[Stored items from a collection]
# # #

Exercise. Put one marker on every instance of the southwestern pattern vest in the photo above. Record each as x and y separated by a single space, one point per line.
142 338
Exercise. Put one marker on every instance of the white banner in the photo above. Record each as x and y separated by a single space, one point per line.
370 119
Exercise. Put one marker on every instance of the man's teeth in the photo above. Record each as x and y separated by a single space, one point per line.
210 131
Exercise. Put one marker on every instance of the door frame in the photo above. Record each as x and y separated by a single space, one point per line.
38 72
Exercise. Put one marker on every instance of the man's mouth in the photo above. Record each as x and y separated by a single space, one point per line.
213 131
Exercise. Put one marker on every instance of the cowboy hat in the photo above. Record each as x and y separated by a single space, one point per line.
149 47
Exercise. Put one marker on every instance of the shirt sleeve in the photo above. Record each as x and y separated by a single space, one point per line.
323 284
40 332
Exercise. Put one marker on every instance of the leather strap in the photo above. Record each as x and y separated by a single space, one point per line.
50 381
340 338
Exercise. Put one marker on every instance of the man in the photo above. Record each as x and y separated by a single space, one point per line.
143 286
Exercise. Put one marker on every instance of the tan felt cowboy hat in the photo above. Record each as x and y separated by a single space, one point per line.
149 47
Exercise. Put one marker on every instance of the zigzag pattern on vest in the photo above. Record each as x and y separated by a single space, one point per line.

# # #

**Task item**
Now write the data shown above out again, word for word.

**The completed task**
Exercise. Put one marker on every instance of the southwestern pattern vest in the photo above. Record each as x and y separated by a single space, one point per line.
142 338
Exercise. Put one marker on every instance of the white banner in the photo above. Record each as x and y separated by a single space, one point per line.
370 119
Exercise. Put one marker on every instance of the man's teeth in the photo above. Record each as x and y separated by a single space, one point per line.
210 131
Exercise. Put one marker on every instance of the door frame in the photo above. Record each as x and y separated by a single space, one point per line.
38 72
Exercise. Put one marker on every instance of the man's mouth in the photo above. Record each as x and y separated by a single space, one point per line.
213 131
Exercise. Put one marker on every instance of the cowboy hat in the photo above. Record each as x and y separated by a single space, one point per line.
149 47
Exercise. Put one marker on every instance of the shirt sleeve in the photo above. Record each as x and y separated by a single space, one point per line.
323 284
40 332
Exercise. Put one marker on every instance of the leather strap in the photo above. Record each as x and y separated by a single space, one point per line.
50 381
340 338
Exercise. Put one marker on every instance of the man in the photo above. Record each as x and y separated by a single space, one point per line.
143 286
Exercise. Put one marker on every instance of the tan felt cowboy hat in the photo above. Record each as x and y separated by a single space, one point per line.
149 47
Exercise. Put one marker on every instance of the zigzag pattern on vest in the photo above. Record each as x and y separated by a single space, one point per line.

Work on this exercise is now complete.